Langlois noted that Drummond has lost a nice chunk of weight and has “shed 20 pounds” this summer working at the P3 training facility in Santa Barbara. Drummond then took center stage, and told Langlois of all the things he wants to accomplish next season:
I’m going to win the rebounding crown again. I’m going for it – no doubt about it. Try to get back to the All-Star game again and try to bring another guy with me, Reggie or (Caldwell-Pope) or Marcus (Morris) or Tobias. Be able to stay in games longer, knowing I can be fouled and shoot the shot. Really just pushing my teammates to be great. I’m really excited for everybody. This is a huge year for (Caldwell-Pope), a huge year for Reggie to come back and be a better player. Tobias, another year for him to come back and show the league why he belongs on this team, and Marcus, he continues to prove everybody wrong – that he is a hell of a player.
If Drummond has dropped as much weight as he says, he’ll be almost a no-brainer as an All-Star, and he’ll also likely repeat as rebounding champion. With a lighter frame, Drummond would become more mobile on defense while still being a rebounding machine and a menace when protecting the basket; even though he’s carried a lot of weight through his first four seasons, his career average for blocks per game is 1.6, so it hasn’t affected him that much.

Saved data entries

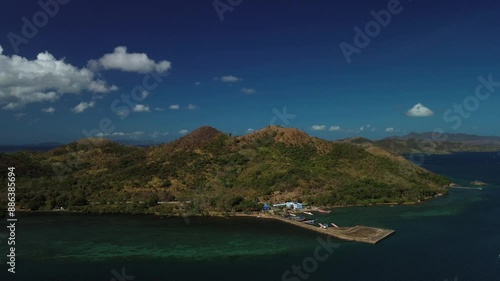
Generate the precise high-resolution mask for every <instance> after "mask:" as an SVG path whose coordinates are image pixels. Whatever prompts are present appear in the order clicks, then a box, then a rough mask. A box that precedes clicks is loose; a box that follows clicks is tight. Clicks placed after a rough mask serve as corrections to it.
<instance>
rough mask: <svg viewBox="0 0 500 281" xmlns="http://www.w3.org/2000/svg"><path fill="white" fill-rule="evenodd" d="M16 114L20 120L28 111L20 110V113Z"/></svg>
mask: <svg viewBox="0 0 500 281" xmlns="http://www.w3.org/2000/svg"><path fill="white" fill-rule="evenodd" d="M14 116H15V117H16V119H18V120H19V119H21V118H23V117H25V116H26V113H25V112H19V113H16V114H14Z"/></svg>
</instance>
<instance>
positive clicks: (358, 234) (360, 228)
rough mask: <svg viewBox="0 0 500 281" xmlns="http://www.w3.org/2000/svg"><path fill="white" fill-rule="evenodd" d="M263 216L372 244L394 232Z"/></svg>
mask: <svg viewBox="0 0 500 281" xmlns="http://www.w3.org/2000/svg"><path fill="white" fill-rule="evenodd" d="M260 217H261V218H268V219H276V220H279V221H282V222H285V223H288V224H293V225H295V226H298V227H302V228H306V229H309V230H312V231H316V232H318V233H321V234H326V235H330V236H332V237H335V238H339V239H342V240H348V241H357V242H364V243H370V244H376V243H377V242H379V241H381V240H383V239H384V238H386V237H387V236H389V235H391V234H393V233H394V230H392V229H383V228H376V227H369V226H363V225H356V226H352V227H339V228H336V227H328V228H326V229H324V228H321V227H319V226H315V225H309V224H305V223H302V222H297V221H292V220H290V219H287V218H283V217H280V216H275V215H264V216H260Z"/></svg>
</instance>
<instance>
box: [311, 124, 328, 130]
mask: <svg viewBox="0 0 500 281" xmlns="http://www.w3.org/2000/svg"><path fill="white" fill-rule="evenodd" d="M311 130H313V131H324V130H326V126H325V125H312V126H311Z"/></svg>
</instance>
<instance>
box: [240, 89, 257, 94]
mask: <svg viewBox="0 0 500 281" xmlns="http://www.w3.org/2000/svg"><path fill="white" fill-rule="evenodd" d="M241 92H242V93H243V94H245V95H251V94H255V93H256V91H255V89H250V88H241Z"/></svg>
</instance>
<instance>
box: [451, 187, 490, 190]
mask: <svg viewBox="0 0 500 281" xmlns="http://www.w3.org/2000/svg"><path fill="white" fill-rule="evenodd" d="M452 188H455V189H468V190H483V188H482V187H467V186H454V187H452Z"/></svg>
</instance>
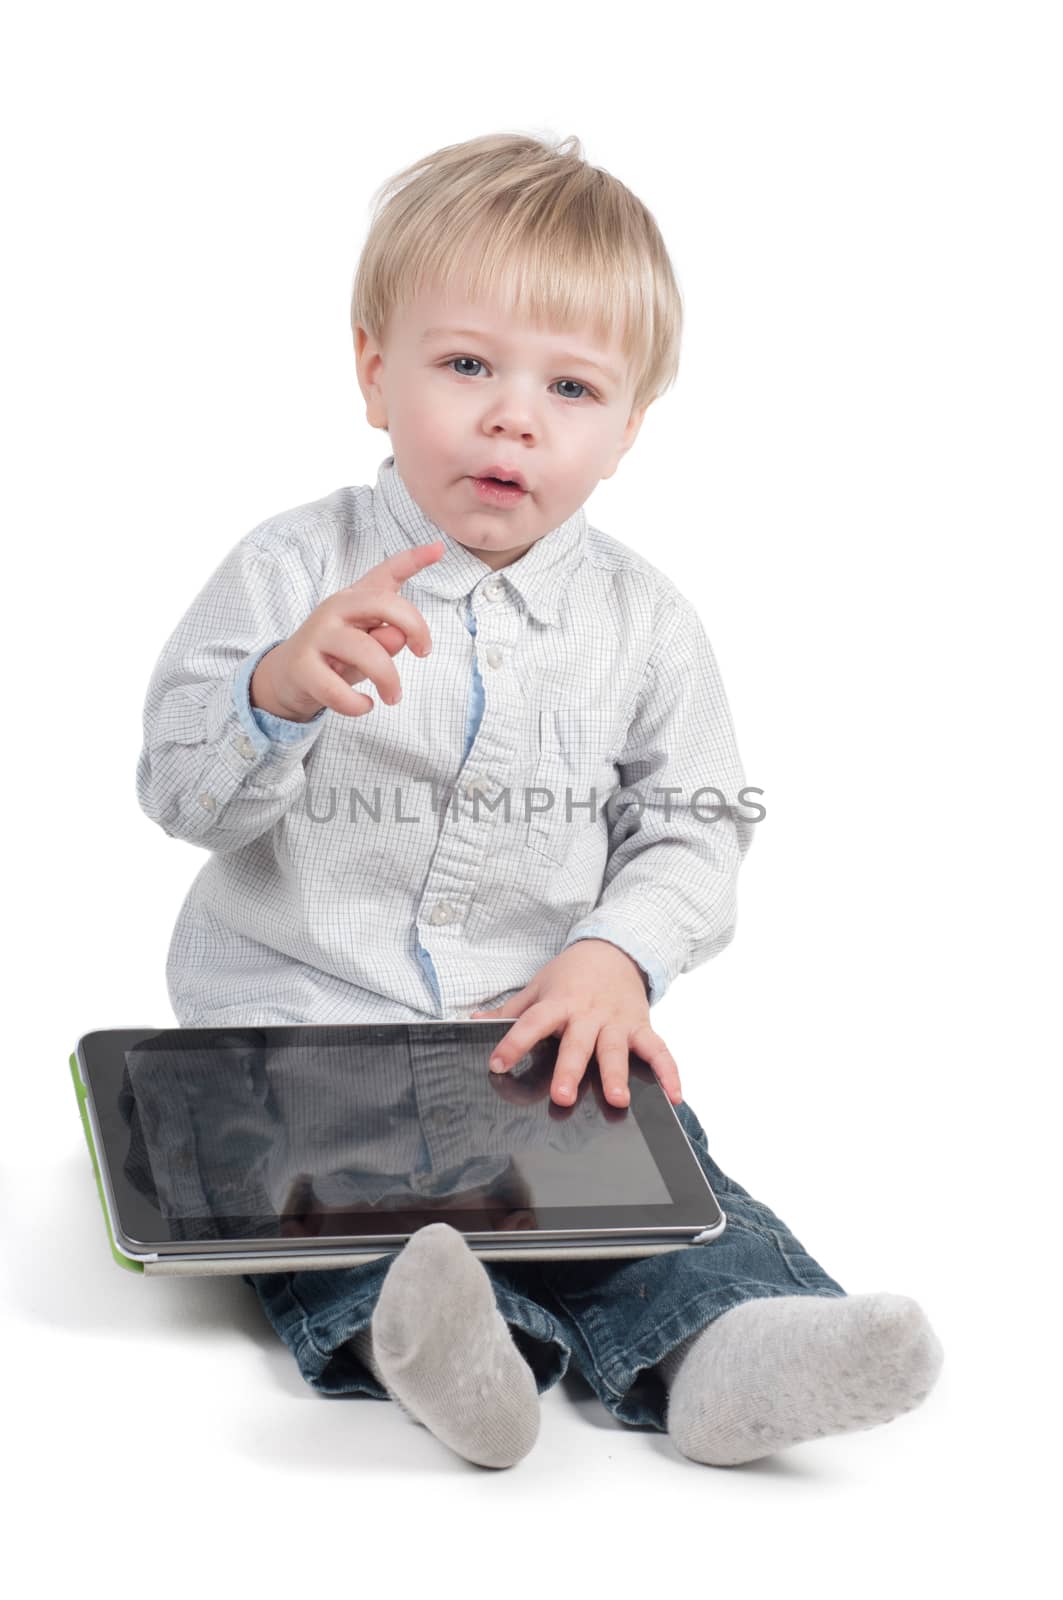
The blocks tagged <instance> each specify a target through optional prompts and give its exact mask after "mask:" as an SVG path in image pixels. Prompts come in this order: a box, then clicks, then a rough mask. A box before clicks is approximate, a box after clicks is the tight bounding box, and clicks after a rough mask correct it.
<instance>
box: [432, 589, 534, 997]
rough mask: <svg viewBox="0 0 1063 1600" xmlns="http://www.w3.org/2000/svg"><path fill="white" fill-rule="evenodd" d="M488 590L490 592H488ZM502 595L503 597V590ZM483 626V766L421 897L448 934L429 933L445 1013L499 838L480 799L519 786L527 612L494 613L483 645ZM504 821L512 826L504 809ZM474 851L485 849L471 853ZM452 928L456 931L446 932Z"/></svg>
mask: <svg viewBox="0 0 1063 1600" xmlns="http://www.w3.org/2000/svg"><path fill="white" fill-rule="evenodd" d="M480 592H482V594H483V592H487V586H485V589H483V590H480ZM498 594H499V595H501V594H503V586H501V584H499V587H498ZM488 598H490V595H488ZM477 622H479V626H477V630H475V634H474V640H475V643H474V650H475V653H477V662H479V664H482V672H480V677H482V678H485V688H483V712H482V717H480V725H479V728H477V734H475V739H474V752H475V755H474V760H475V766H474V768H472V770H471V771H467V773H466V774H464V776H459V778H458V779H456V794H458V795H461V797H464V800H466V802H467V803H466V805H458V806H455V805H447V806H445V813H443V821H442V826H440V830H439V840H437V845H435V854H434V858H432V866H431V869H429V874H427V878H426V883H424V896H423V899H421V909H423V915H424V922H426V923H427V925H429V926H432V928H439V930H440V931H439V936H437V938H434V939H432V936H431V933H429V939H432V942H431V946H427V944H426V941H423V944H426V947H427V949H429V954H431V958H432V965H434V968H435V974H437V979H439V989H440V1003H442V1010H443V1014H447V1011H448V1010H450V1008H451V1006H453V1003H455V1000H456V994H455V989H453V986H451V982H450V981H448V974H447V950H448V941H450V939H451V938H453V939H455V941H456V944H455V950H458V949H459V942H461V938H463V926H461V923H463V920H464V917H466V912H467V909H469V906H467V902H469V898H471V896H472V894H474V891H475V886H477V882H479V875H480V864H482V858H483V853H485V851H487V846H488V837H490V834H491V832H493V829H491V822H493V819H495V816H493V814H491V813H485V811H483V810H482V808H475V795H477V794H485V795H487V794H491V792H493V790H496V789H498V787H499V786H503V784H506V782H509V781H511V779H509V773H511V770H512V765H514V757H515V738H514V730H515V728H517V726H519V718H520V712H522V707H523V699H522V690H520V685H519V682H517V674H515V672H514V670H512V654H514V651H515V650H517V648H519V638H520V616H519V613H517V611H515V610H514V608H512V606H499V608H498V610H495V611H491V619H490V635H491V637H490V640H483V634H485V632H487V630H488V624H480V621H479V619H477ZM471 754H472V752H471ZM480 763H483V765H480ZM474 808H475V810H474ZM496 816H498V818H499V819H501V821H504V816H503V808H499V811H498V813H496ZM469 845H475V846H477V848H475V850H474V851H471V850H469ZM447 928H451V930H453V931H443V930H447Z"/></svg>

--

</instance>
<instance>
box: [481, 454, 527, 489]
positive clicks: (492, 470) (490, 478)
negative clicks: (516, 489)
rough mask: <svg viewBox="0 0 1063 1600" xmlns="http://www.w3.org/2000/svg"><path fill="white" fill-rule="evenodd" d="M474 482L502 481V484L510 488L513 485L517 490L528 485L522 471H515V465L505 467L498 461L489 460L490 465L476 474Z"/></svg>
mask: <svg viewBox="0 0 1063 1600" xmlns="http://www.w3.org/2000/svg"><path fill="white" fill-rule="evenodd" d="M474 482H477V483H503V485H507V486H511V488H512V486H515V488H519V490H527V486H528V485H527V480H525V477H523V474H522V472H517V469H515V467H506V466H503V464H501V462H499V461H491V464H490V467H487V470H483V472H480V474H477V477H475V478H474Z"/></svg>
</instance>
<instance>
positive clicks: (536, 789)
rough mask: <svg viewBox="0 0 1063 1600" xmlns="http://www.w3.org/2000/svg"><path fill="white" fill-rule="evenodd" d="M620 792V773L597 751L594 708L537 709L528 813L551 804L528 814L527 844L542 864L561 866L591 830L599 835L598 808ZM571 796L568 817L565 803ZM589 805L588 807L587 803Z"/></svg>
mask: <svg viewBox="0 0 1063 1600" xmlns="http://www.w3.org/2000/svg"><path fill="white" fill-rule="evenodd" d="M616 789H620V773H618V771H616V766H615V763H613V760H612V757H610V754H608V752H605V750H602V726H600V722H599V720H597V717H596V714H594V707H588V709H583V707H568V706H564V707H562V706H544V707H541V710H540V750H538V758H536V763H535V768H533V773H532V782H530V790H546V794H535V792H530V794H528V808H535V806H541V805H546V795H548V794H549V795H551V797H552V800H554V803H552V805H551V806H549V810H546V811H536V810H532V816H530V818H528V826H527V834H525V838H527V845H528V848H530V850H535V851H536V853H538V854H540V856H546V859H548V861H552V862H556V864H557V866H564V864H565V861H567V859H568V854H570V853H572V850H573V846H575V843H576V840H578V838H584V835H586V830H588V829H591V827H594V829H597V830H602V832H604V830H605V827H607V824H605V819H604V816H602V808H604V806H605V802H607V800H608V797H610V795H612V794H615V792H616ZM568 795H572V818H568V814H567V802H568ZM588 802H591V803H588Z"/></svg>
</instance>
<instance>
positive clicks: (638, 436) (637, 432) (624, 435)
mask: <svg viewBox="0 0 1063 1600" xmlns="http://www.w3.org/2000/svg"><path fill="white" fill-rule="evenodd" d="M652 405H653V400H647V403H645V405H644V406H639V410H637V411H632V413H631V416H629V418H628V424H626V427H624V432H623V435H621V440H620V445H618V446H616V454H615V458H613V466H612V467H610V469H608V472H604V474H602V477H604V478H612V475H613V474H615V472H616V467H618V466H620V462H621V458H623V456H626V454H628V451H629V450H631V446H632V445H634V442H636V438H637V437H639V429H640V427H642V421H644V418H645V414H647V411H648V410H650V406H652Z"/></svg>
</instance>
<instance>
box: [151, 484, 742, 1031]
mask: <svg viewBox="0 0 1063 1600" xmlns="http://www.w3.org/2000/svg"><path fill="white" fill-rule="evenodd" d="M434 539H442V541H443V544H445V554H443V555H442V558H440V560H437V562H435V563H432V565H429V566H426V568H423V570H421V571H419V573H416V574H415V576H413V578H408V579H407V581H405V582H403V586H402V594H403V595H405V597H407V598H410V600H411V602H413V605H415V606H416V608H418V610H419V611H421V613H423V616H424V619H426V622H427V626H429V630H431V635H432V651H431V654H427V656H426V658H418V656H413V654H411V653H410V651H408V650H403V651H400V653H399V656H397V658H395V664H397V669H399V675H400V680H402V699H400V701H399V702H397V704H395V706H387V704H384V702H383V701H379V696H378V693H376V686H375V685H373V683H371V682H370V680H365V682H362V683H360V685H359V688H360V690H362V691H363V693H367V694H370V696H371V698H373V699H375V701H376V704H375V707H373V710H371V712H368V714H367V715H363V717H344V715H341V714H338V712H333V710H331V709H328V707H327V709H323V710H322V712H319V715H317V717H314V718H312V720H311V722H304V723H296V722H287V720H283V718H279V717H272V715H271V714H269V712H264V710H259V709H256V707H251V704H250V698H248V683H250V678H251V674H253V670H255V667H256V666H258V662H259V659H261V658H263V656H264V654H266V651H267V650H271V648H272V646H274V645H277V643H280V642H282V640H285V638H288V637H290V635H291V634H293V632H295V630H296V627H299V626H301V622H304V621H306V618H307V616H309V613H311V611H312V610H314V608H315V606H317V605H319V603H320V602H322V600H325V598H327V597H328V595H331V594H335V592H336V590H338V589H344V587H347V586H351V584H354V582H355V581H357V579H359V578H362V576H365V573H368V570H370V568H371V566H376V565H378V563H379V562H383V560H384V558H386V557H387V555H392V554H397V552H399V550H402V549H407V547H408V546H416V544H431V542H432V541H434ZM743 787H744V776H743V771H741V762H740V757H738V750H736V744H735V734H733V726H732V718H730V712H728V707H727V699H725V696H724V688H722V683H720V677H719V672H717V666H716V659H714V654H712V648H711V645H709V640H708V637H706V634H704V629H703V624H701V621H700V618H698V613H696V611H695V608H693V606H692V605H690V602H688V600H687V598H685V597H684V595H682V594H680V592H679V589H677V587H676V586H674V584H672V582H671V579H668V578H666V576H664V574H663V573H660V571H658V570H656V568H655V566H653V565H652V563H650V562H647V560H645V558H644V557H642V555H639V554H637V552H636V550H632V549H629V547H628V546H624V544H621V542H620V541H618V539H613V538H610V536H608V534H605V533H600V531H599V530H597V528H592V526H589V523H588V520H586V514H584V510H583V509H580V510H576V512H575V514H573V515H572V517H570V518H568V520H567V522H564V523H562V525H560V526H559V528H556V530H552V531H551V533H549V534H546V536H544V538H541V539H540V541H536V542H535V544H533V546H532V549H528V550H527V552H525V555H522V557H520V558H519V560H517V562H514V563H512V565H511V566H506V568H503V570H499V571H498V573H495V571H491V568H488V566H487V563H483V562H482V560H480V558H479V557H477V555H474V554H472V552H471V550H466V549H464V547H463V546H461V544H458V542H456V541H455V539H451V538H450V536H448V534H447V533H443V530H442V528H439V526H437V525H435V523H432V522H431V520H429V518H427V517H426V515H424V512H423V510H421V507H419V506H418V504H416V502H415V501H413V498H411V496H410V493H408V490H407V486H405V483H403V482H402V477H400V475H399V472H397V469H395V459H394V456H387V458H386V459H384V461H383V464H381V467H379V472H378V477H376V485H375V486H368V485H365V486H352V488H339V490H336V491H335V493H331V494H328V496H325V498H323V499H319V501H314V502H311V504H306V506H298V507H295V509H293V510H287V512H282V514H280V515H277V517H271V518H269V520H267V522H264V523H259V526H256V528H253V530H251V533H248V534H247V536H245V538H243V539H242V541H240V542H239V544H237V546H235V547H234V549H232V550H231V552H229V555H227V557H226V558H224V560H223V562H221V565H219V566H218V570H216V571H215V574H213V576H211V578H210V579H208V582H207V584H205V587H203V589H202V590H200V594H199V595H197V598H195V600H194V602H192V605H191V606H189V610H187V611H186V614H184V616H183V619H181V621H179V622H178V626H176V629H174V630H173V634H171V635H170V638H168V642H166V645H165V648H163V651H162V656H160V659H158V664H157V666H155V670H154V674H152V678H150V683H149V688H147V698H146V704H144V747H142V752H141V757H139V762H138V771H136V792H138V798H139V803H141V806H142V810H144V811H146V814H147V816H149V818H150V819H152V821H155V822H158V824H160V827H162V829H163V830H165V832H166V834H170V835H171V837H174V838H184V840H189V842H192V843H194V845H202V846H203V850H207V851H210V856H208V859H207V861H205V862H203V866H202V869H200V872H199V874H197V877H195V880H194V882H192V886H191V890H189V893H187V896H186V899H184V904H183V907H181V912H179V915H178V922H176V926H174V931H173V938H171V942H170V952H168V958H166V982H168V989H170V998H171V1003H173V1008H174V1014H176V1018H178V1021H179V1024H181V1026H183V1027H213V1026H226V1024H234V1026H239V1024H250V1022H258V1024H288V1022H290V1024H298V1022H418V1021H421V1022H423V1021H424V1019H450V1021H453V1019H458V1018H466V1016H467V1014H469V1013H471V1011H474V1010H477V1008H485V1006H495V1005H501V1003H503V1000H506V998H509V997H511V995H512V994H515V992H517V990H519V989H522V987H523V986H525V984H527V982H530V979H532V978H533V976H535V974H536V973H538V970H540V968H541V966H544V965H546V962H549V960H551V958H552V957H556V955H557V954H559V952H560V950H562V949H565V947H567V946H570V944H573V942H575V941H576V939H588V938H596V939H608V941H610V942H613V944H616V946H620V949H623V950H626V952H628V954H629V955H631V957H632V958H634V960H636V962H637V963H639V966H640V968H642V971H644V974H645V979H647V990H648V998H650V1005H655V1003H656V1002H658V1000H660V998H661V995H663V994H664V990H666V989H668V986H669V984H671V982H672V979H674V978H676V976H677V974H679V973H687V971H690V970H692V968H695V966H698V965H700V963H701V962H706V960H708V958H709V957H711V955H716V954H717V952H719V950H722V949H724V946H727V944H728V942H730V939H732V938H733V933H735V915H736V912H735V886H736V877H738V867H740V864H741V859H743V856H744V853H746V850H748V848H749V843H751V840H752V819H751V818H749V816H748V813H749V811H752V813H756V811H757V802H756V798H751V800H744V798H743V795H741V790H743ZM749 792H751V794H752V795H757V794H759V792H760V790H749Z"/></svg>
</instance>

- **INSTRUCTION**: According to the passage on Drummond's offseason, where did Drummond work this summer? The records bear no relation to the passage.

- **SOLUTION FOR THIS PROBLEM**: At the P3 training facility in Santa Barbara.